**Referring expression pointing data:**
────────────────────
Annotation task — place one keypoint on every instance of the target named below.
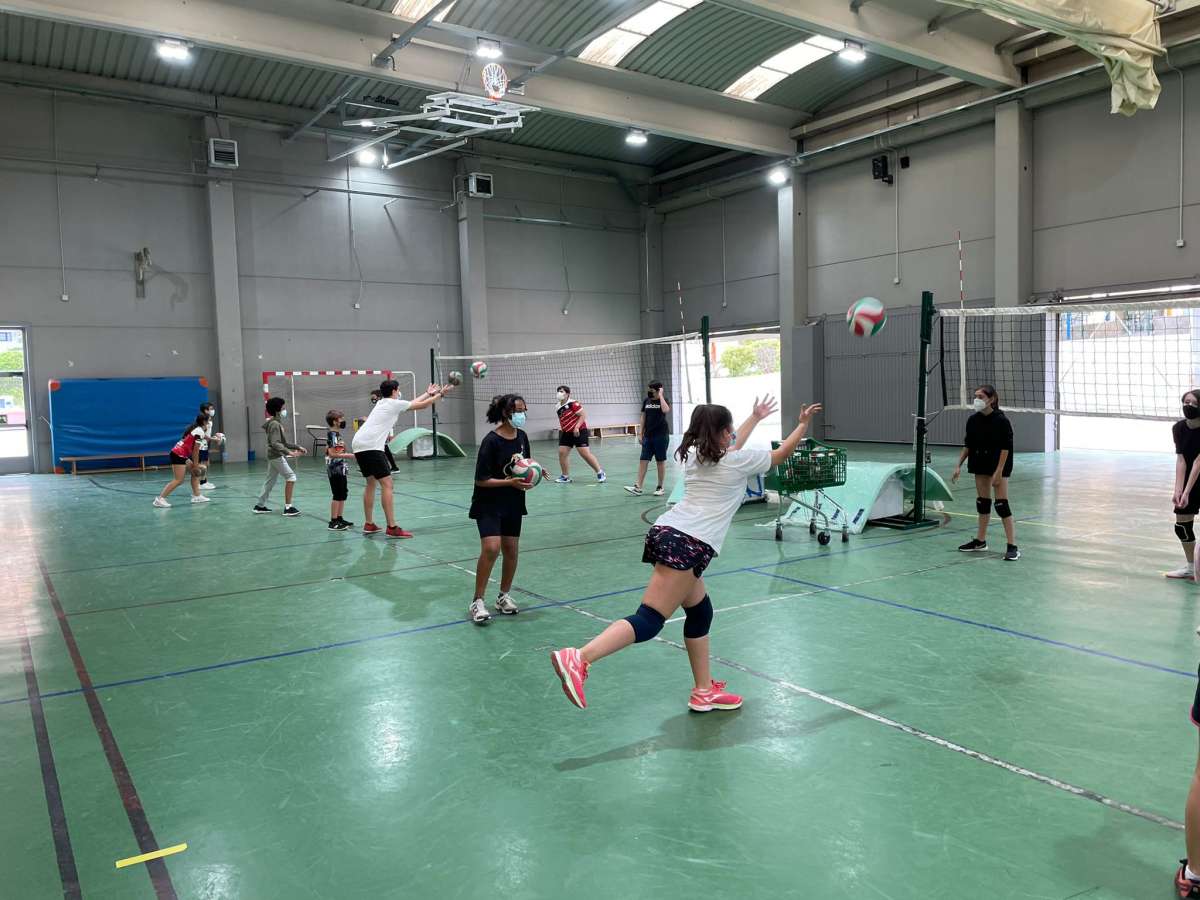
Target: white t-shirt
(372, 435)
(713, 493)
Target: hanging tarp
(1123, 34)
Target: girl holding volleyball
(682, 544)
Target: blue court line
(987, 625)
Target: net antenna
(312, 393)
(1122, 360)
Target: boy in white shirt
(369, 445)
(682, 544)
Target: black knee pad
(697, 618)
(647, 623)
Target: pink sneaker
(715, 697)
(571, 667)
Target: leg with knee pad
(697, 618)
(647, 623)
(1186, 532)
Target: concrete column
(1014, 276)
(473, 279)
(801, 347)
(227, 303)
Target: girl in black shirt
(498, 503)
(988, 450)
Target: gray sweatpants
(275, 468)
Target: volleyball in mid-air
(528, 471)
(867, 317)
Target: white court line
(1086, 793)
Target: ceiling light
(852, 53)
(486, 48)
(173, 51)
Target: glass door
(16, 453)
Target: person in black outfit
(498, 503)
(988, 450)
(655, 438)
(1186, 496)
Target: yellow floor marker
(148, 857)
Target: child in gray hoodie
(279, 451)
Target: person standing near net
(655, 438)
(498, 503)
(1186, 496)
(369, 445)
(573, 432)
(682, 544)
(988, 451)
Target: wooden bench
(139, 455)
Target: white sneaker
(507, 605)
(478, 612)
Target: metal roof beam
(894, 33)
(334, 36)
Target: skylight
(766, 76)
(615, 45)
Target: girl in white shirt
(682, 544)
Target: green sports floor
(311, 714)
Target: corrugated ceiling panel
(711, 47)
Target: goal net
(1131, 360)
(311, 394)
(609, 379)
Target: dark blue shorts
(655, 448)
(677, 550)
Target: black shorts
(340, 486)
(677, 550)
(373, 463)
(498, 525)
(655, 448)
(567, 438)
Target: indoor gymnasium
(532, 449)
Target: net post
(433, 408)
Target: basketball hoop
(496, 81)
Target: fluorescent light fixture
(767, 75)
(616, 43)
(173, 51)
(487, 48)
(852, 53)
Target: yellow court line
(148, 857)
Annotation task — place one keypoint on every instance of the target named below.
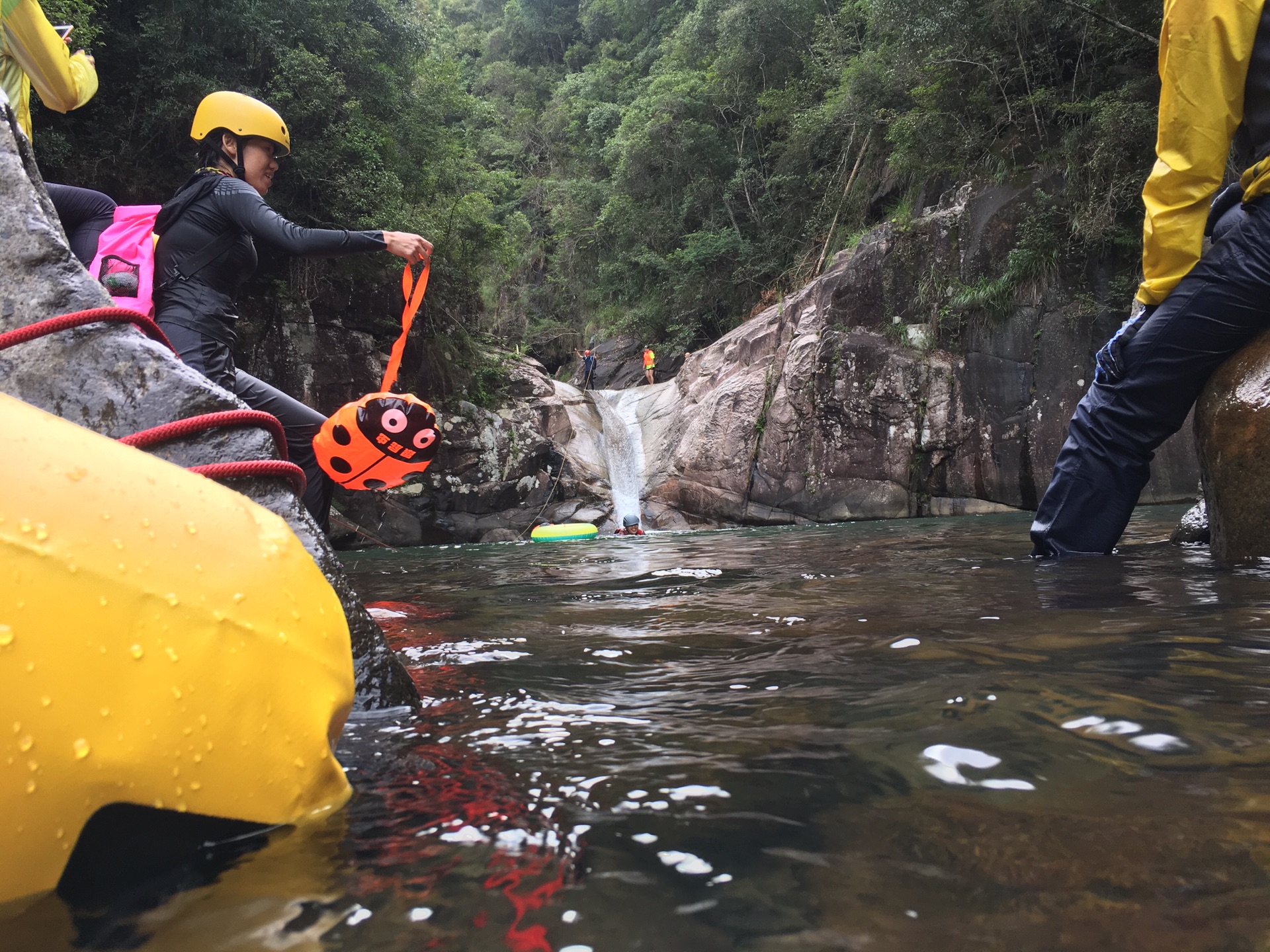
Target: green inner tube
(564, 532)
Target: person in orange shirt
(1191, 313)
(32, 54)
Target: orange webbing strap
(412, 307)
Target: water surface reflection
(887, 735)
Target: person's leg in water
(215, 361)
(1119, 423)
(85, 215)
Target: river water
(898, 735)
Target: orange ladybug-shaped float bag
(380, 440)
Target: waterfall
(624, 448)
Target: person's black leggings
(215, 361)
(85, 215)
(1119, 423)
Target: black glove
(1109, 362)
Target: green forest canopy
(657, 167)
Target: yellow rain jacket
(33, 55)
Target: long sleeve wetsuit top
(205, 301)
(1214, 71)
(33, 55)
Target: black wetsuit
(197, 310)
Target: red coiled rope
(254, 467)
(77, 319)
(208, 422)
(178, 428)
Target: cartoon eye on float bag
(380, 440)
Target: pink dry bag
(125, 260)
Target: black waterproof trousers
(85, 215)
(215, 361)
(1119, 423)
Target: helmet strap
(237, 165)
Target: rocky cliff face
────────────────────
**TRY IT:** Repeat the lines above precisely and skip every picture.

**EXERCISE SOLUTION:**
Annotation task — place one keypoint on every instance of the target named below.
Target: white t-shirt
(372, 435)
(713, 493)
Target: hanging tarp
(1123, 34)
Target: girl holding volleyball
(682, 544)
Target: blue court line
(987, 625)
Target: net antenna
(312, 393)
(1122, 360)
Target: boy in white shirt
(369, 445)
(682, 544)
Target: black knee pad
(697, 618)
(647, 623)
Target: pink sneaker
(715, 697)
(571, 667)
Target: leg with knee pad
(697, 618)
(647, 623)
(1186, 532)
Target: concrete column
(1014, 276)
(473, 279)
(801, 347)
(227, 303)
Target: girl in black shirt
(498, 503)
(988, 450)
Target: gray sweatpants
(275, 468)
Target: volleyball in mid-air
(528, 471)
(867, 317)
Target: white court line
(1086, 793)
Target: ceiling light
(852, 53)
(486, 48)
(173, 51)
Target: glass door
(16, 453)
Target: person in black outfit
(498, 503)
(988, 450)
(655, 438)
(1186, 496)
Target: yellow floor marker
(148, 857)
Target: child in gray hoodie
(279, 451)
Target: person standing near net
(655, 438)
(498, 503)
(1186, 496)
(369, 445)
(573, 432)
(682, 544)
(988, 451)
Target: wooden bench
(139, 455)
Target: white sneaker
(507, 605)
(478, 612)
Target: metal roof beam
(894, 33)
(334, 36)
Target: skylight
(766, 76)
(615, 45)
Target: girl in white shirt
(682, 544)
Target: green sports floor
(311, 714)
Target: corrugated ceiling panel
(711, 47)
Target: goal net
(1131, 360)
(311, 394)
(609, 379)
Target: dark blue shorts
(655, 448)
(677, 550)
Target: black shorts
(340, 486)
(677, 550)
(373, 463)
(498, 525)
(655, 448)
(567, 438)
Target: indoor gymnasium
(532, 449)
Target: net post
(433, 408)
Target: basketball hoop
(496, 81)
Target: fluorescent light fixture
(767, 75)
(616, 43)
(173, 51)
(487, 48)
(852, 53)
Target: yellow court line
(148, 857)
Annotation task — place one keypoint on every instance of the target named below.
Target: green inner tube
(564, 532)
Target: person in orange shirt
(1191, 313)
(32, 54)
Target: orange webbing strap
(412, 307)
Target: water surface reflection
(887, 735)
Target: person's leg in water
(215, 361)
(1119, 423)
(85, 215)
Target: river water
(898, 735)
Target: orange ladybug-shaped float bag
(380, 440)
Target: waterfall
(624, 448)
Target: person's black leggings
(215, 361)
(85, 215)
(1119, 423)
Target: black glove
(1109, 362)
Target: green forest canopy
(657, 167)
Target: yellow rain jacket
(33, 55)
Target: long sleeve wetsuit top
(205, 301)
(1214, 71)
(33, 55)
Target: black wetsuit
(197, 310)
Target: red coiled rope
(254, 467)
(77, 319)
(208, 422)
(178, 428)
Target: cartoon eye on float bag
(380, 440)
Target: pink dry bag
(125, 260)
Target: black waterproof trousers
(85, 215)
(215, 361)
(1119, 423)
Target: helmet strap
(237, 165)
Target: rocky cliff face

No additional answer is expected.